- Your instructions: Return every line of the listing below, character for character and in the same order.
____________
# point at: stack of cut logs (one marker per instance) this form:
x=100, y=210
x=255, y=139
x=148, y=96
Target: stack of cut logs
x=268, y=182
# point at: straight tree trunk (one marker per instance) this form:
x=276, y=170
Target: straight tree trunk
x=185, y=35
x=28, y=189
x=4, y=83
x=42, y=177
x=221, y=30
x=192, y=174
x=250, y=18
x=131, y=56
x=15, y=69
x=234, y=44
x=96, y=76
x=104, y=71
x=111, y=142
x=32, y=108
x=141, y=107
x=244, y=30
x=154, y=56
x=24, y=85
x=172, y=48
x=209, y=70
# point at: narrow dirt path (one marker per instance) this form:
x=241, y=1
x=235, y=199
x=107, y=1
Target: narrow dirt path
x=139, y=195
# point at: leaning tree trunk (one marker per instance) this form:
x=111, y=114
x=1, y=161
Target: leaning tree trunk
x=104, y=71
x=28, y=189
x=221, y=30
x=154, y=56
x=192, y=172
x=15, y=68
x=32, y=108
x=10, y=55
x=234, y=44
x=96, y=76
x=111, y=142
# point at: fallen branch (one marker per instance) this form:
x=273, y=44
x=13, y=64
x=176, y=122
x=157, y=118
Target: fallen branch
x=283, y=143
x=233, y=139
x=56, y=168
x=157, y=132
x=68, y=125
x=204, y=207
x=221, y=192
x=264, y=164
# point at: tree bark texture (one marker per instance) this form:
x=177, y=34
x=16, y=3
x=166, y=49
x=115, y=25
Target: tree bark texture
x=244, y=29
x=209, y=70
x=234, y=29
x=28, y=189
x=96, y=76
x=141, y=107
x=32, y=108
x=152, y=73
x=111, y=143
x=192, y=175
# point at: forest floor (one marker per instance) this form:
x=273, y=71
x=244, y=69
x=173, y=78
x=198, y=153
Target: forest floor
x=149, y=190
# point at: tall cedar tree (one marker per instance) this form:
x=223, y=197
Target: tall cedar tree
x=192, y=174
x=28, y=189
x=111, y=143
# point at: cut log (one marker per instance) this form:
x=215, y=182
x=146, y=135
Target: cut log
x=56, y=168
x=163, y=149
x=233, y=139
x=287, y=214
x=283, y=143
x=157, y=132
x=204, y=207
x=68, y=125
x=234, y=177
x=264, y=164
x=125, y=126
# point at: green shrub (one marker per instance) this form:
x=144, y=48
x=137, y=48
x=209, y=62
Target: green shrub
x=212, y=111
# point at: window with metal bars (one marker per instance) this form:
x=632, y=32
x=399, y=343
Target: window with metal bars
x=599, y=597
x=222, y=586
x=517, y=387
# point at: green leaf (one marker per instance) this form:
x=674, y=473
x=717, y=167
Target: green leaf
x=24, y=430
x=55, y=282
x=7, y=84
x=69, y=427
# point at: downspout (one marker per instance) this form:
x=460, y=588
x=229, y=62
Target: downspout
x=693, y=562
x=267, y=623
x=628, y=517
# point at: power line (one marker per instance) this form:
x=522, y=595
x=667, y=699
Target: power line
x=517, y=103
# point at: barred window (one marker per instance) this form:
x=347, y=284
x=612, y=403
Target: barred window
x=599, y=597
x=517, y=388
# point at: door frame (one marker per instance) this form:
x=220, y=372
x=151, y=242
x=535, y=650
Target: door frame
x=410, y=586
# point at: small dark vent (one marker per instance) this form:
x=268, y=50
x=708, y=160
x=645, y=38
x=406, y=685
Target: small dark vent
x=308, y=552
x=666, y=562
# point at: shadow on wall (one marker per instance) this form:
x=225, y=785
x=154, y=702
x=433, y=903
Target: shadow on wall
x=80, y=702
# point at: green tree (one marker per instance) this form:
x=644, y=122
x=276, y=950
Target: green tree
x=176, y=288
____________
- Correct result:
# point at: stack of cut logs (one marker per instance) this form:
x=100, y=210
x=255, y=139
x=148, y=96
Target: stack of cut logs
x=268, y=182
# point at: straight tree trunk (one marker per instance) this form:
x=276, y=170
Target: straight tree trunk
x=185, y=35
x=28, y=189
x=4, y=83
x=42, y=177
x=221, y=30
x=192, y=174
x=250, y=18
x=131, y=56
x=15, y=69
x=234, y=44
x=96, y=76
x=104, y=71
x=111, y=142
x=32, y=108
x=141, y=107
x=244, y=30
x=154, y=56
x=24, y=85
x=172, y=48
x=209, y=70
# point at: narrow dirt path (one marker per instance) this form:
x=241, y=1
x=235, y=199
x=107, y=1
Target: narrow dirt path
x=139, y=195
# point at: leaning tree trunk (one marker per instance) this form:
x=111, y=114
x=1, y=161
Target: leaning tree trunk
x=104, y=71
x=28, y=189
x=221, y=30
x=154, y=56
x=192, y=172
x=15, y=68
x=32, y=108
x=10, y=55
x=234, y=44
x=96, y=76
x=111, y=142
# point at: fallen branch (one marker per instance) this form:
x=273, y=44
x=13, y=64
x=176, y=122
x=157, y=118
Target: fallen branch
x=283, y=143
x=233, y=139
x=56, y=168
x=157, y=132
x=68, y=125
x=204, y=207
x=221, y=192
x=264, y=164
# point at: tree bark texture (one marker per instance) this form:
x=177, y=34
x=16, y=3
x=166, y=49
x=115, y=25
Target: tree bark texture
x=244, y=29
x=209, y=70
x=234, y=29
x=28, y=189
x=96, y=76
x=141, y=107
x=32, y=108
x=152, y=73
x=111, y=143
x=192, y=175
# point at: forest floor (one marker per instance) this form:
x=273, y=71
x=244, y=69
x=173, y=78
x=198, y=153
Target: forest floor
x=149, y=190
# point at: tall cedar tree (one marker per instance) this form:
x=223, y=197
Target: tall cedar tree
x=192, y=174
x=28, y=189
x=111, y=143
# point at: cut log (one marker per instance) this form:
x=215, y=182
x=146, y=135
Target: cut log
x=56, y=168
x=163, y=149
x=233, y=139
x=287, y=214
x=283, y=143
x=157, y=132
x=204, y=207
x=68, y=125
x=234, y=177
x=264, y=164
x=125, y=126
# point at: green shrub (one marker per instance) this form:
x=144, y=48
x=137, y=48
x=209, y=62
Target: green shrub
x=212, y=111
# point at: window with metal bars (one marker per instance) this form:
x=632, y=32
x=399, y=343
Target: window with metal bars
x=599, y=597
x=222, y=586
x=517, y=387
# point at: green leaf (one marker per instance) this form:
x=674, y=473
x=717, y=167
Target: green leaf
x=24, y=430
x=55, y=282
x=7, y=84
x=69, y=427
# point at: downspout (one marker per instance) this form:
x=460, y=588
x=229, y=62
Target: downspout
x=693, y=562
x=267, y=623
x=628, y=517
# point at: power line (one marker per instance) this form:
x=522, y=595
x=667, y=699
Target: power line
x=517, y=103
# point at: barred window (one marker per instance) this form:
x=347, y=284
x=612, y=403
Target: barred window
x=599, y=597
x=517, y=388
# point at: door frame (one marker per instance) this form:
x=220, y=372
x=151, y=242
x=535, y=650
Target: door frame
x=410, y=586
# point at: small dark vent (one marker per instance) this form:
x=268, y=50
x=708, y=160
x=645, y=38
x=406, y=685
Target: small dark vent
x=308, y=552
x=666, y=562
# point at: shadow on wall (one marker per instance) this form:
x=225, y=785
x=154, y=702
x=433, y=903
Target: shadow on wall
x=80, y=702
# point at: green tree (one marker per instance) this form:
x=644, y=122
x=276, y=950
Target: green tree
x=176, y=288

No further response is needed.